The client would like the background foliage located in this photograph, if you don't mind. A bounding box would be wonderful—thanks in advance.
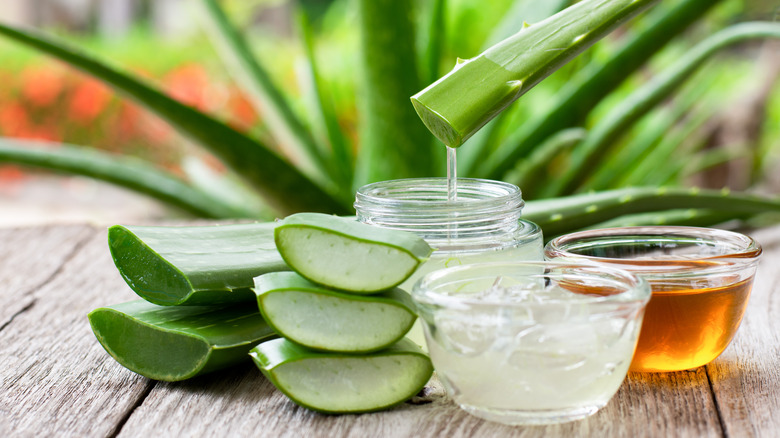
[0,0,780,236]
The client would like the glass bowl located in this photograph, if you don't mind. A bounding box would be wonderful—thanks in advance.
[412,261,650,424]
[545,226,761,372]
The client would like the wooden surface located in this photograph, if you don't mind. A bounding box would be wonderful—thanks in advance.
[0,225,780,437]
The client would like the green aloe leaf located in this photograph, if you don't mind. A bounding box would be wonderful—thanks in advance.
[476,0,721,178]
[274,213,432,294]
[505,128,587,198]
[108,222,290,305]
[0,139,267,218]
[89,300,276,382]
[0,24,348,214]
[254,272,417,353]
[298,11,355,192]
[412,0,658,147]
[249,338,433,414]
[482,0,570,49]
[199,0,327,190]
[548,22,780,196]
[354,0,442,187]
[523,187,780,240]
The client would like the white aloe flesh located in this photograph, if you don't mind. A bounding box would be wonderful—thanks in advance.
[254,272,417,353]
[249,338,433,414]
[274,213,431,293]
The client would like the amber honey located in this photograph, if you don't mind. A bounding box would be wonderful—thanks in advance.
[630,277,753,371]
[545,226,761,371]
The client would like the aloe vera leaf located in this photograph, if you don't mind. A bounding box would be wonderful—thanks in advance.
[353,0,441,188]
[680,144,752,177]
[108,223,290,306]
[523,187,780,239]
[628,111,715,186]
[298,10,354,192]
[587,69,714,190]
[249,338,433,414]
[89,300,275,382]
[0,139,263,218]
[0,20,348,214]
[254,272,417,353]
[505,128,587,198]
[274,213,432,293]
[549,22,780,195]
[475,0,721,178]
[198,0,327,188]
[179,155,275,221]
[412,0,657,147]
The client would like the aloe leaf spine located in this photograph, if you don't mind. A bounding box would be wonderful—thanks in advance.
[412,0,657,147]
[108,222,290,306]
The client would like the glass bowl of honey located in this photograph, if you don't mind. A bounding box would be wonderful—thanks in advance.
[545,226,761,372]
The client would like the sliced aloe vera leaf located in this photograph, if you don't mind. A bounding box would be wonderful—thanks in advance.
[274,213,431,293]
[89,300,276,382]
[108,222,290,306]
[255,272,417,353]
[249,338,433,414]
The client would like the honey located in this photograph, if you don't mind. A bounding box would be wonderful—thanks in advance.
[545,226,761,372]
[630,277,753,371]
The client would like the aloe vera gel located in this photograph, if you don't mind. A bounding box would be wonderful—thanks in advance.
[355,178,543,345]
[355,178,543,290]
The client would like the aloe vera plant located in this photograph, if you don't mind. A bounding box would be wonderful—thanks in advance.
[274,213,432,294]
[249,339,433,414]
[412,0,657,147]
[108,222,290,306]
[0,0,780,236]
[89,300,276,382]
[254,272,417,353]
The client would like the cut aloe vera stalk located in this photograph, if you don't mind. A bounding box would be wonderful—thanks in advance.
[108,222,290,306]
[275,213,431,293]
[255,272,417,353]
[89,300,276,382]
[249,338,433,414]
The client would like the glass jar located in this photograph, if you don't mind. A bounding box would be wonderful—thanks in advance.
[355,178,543,348]
[412,261,650,424]
[545,226,761,372]
[355,178,543,291]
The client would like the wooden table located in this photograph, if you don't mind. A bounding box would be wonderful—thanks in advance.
[0,225,780,437]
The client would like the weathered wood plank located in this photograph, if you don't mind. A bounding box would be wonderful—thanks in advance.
[119,365,721,437]
[120,326,722,437]
[0,230,151,437]
[707,227,780,437]
[0,225,94,327]
[7,227,780,437]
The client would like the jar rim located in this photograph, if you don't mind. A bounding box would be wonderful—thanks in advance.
[544,225,762,275]
[354,177,525,213]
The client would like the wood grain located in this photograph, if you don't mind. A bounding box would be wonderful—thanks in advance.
[0,225,94,327]
[706,227,780,437]
[0,230,150,437]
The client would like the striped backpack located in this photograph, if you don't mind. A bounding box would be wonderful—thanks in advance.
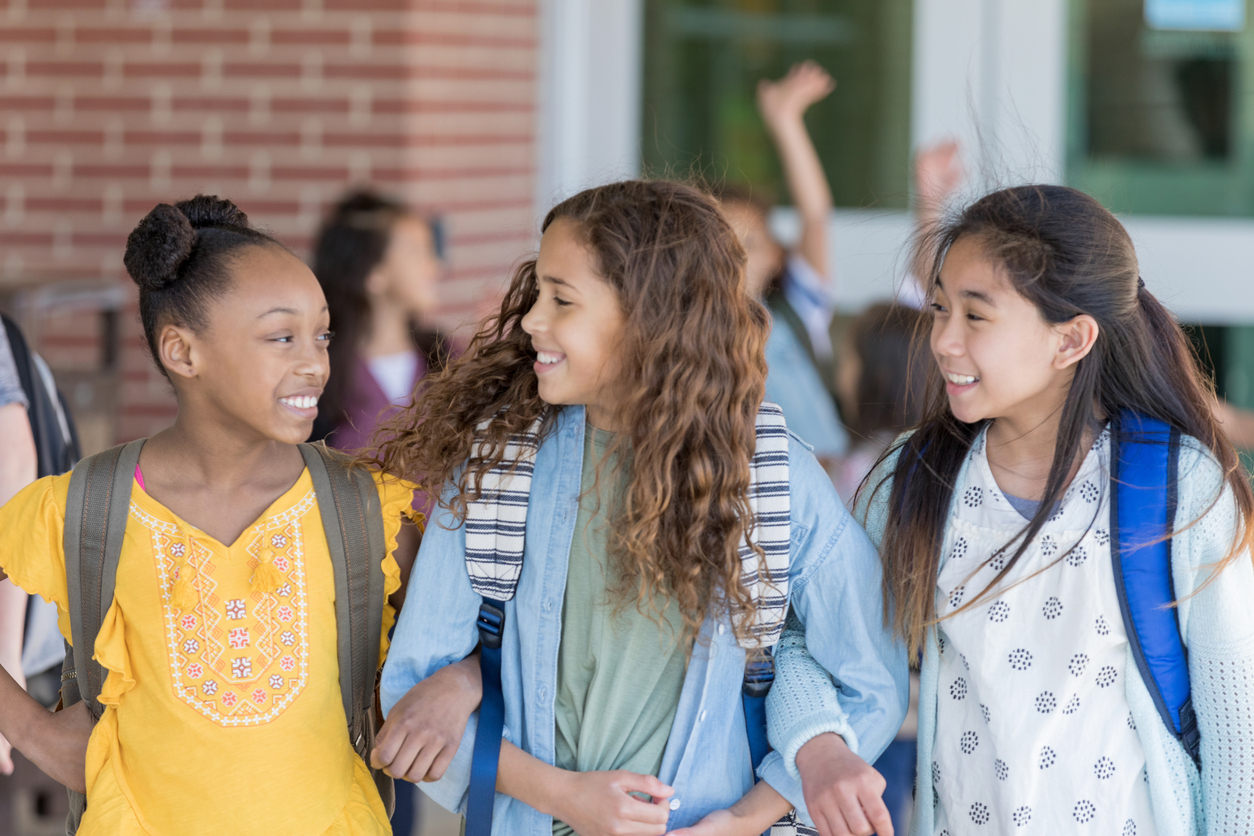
[465,402,815,836]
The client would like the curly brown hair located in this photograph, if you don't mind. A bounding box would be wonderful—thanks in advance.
[374,180,770,635]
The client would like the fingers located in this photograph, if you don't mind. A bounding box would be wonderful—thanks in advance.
[370,721,405,770]
[863,796,893,836]
[423,746,458,781]
[614,770,675,798]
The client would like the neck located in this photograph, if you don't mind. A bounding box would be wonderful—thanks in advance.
[988,394,1092,499]
[144,409,296,491]
[361,300,414,357]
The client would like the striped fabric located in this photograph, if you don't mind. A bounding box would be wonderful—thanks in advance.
[465,402,791,647]
[465,419,540,600]
[740,402,791,648]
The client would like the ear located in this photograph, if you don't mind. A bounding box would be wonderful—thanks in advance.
[1053,313,1101,371]
[157,325,198,379]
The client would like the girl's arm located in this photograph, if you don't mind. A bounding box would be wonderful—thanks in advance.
[0,651,92,792]
[497,741,672,836]
[370,652,483,783]
[757,61,836,281]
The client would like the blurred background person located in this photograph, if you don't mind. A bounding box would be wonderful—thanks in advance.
[0,313,36,775]
[314,191,450,450]
[830,302,929,509]
[719,61,849,465]
[314,191,450,835]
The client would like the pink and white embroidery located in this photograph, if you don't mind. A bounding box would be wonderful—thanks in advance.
[229,627,248,651]
[130,490,321,727]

------------

## Exercise aim
Copy all of the records above word for word, omitting the pictures.

## Answer to this exercise
The client would like the background foliage located in this photograph, if you don't mind. A bounding box would be wonderful—thanks in advance.
[0,0,780,236]
The client would like the glass bowl located in this photograph, if you don't mind. A bounding box would be wonderful—thanks in advance.
[412,261,650,424]
[545,226,761,372]
The client would like the wooden surface located in this photograph, if you don't mind. A bounding box would be wonderful—thanks in advance.
[0,225,780,437]
The client would like the green aloe leaf located in this photograph, if you don't mind. A bounding box would be wonderful—thanks in advance.
[476,0,721,178]
[274,213,432,294]
[505,128,587,198]
[108,222,290,305]
[0,139,267,218]
[89,300,276,382]
[0,24,348,214]
[254,272,417,353]
[298,11,355,192]
[412,0,658,147]
[249,338,433,414]
[482,0,570,49]
[199,0,327,190]
[548,22,780,196]
[354,0,442,187]
[523,187,780,240]
The client would like the white aloe flesh located in this photograph, if you don't mind. A bounding box would be wonderful—thanks in advance.
[254,272,417,353]
[249,338,433,414]
[274,213,431,293]
The client would like the amber honey located in this photograph, if you don't mind. A bounding box would be wonderful—thanks in advance.
[630,277,753,371]
[545,226,761,371]
The client would like the aloe vera leaf located in this photograph, if you don't mind. A bounding box would be wonderful—thanks in advance.
[353,0,441,188]
[680,144,752,177]
[108,223,290,306]
[523,187,780,239]
[628,111,715,186]
[298,10,354,192]
[587,69,714,190]
[249,338,433,414]
[89,300,275,382]
[0,139,263,218]
[0,20,348,214]
[254,272,417,353]
[505,128,587,198]
[274,213,432,293]
[549,22,780,195]
[475,0,721,178]
[198,0,327,188]
[179,155,275,221]
[412,0,657,147]
The client would like the aloe leaf spine located in this photograph, if you don't mind. A bounding box would be wonderful—thanks in advance.
[412,0,657,147]
[108,222,290,306]
The client would like the glass bowl of honey located in this photograph, if you don't mind. A bounding box would be wonderful—thanks in advance.
[545,226,761,372]
The client would like the sliced aloe vera leaf located in this photograph, if you don't mind. A bounding box would be wonderful—thanks in advance.
[274,213,431,293]
[89,300,276,382]
[108,222,290,306]
[255,272,417,353]
[249,338,433,414]
The client would like the honey located in this photograph, if you don't mind. A bounding box would be wonderful—thanks in advance.
[545,226,761,372]
[630,277,753,371]
The client would like the aloe vera gel located in this photograph, if you don't mind. A bounding box would be wonderful—thanks in advance.
[355,178,543,345]
[355,178,543,290]
The client would like the aloe vera plant located in this photograph, if you don't mind. A bounding box would be wonderful—thanks in advance.
[274,213,432,294]
[249,339,433,414]
[412,0,657,147]
[108,222,290,306]
[0,0,780,236]
[89,300,276,382]
[254,272,417,353]
The client would like the cut aloe vera stalk located in this photograph, if you don't mind. A bounding box would be wonderful—thanks in advance.
[108,222,290,306]
[275,213,431,293]
[255,272,417,353]
[89,300,276,382]
[249,338,433,414]
The client would like the glass jar located in this photograph, if you don't mind. A bounding box would be wonderful—thanks in advance.
[355,178,543,348]
[412,261,650,424]
[545,226,761,372]
[355,178,543,291]
The client would like the wooden table located in this photograph, if you don't mind. A bounding box would be wonderful—thanks in advance.
[0,225,780,437]
The client would like the weathered wood plank located in this photograph, if you don't mind. A bounding box would be wonderful—thanks in advance.
[119,365,721,437]
[120,326,722,437]
[0,230,151,437]
[707,227,780,437]
[0,225,94,327]
[7,227,780,437]
The client would like the jar rim located in this photograph, if you don't mind. A bounding box would be wonderful—thanks in advance.
[544,225,762,275]
[354,177,525,213]
The client would like the wood grain located in this photograph, if you don't mind. A bounding box would be wonderful—thanks in advance.
[0,225,94,327]
[706,227,780,437]
[0,230,150,437]
The client would like the striped backpack located in this photograph, if you don't mind. A bounding box would be wonderful—thanks in advance.
[465,402,815,836]
The client would like the curly brown hair located in this photograph, if you don't mind. A bounding box would be wonderful—thanks in advance.
[374,180,770,635]
The client would like the fingers located in this photograph, if you don't mind. A bounding box would be wonderful—thanks in advance.
[370,721,405,770]
[863,796,893,836]
[423,746,458,781]
[614,770,675,798]
The client would like the neck located in this photograph, if you don't mind. A bounding box would be wonderful—thanks in advance.
[988,394,1092,499]
[144,409,296,491]
[361,300,414,357]
The client would like the striped fabric located in this photograph, if you don't mind. A bounding box would be wonderful—thanks in advance.
[465,402,791,647]
[465,419,540,600]
[740,402,791,648]
The client would like the ear located in this photograph, if you don't mind. A bounding box would be wonderful—thanks in advance.
[1053,313,1101,371]
[157,325,198,379]
The client would like the girl's arm located in this photograph, if you don't mind. A bounding box would be wonderful—thanks in advance.
[0,651,92,792]
[497,741,672,836]
[370,652,483,783]
[757,61,836,281]
The client would like the blurred background person located in this photograph, if you don't mind. A bounding box would be wonderful—thanks in advance.
[0,313,36,775]
[314,191,450,450]
[830,302,929,509]
[719,61,849,465]
[314,191,450,835]
The client would like the pink and white embroidery located in this photograph, if you don't mind. A bounding box would be wonderful—thanks in advance.
[229,627,248,651]
[130,490,321,727]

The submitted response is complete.